▸ **Problem statement**: Convert the items below into a two-column CSV with the header row "prompt,points" and one row for each item. Put the item's text under "prompt" and its answer under "points", enclosing each field in double quotes and replacing any line breaks with spaces.

▸ **Input material**:
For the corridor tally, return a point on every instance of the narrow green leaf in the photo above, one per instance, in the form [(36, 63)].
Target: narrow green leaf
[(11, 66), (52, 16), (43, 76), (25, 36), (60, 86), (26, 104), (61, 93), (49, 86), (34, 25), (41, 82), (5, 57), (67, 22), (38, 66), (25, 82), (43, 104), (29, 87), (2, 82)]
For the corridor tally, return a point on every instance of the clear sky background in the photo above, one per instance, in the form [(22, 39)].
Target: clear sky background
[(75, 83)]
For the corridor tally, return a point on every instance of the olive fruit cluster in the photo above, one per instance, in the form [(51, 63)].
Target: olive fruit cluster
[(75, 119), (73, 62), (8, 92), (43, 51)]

▸ **Worked answer**:
prompt,points
"For the corridor tally, return a point on every instance of the narrow green leaf in the photo above, one per instance, in the form [(36, 63)]. Target: narrow green leaf","[(11, 66), (52, 16), (43, 76), (25, 36), (60, 86), (26, 104), (61, 93), (49, 86), (34, 25), (41, 82), (5, 57), (67, 22), (38, 66), (25, 82), (43, 104), (29, 87), (2, 82)]"
"For the corridor tally, return a point on every instance of the clear sky background in the photo above, one per instance, in the form [(22, 39)]. Target: clear sky background","[(75, 83)]"
"For the corridor tally, return a point on every instance of the olive fruit cluster in the photo above, one per instance, in the form [(51, 63)]. Target: olive fruit cluster","[(75, 119), (73, 62), (8, 92), (43, 51)]"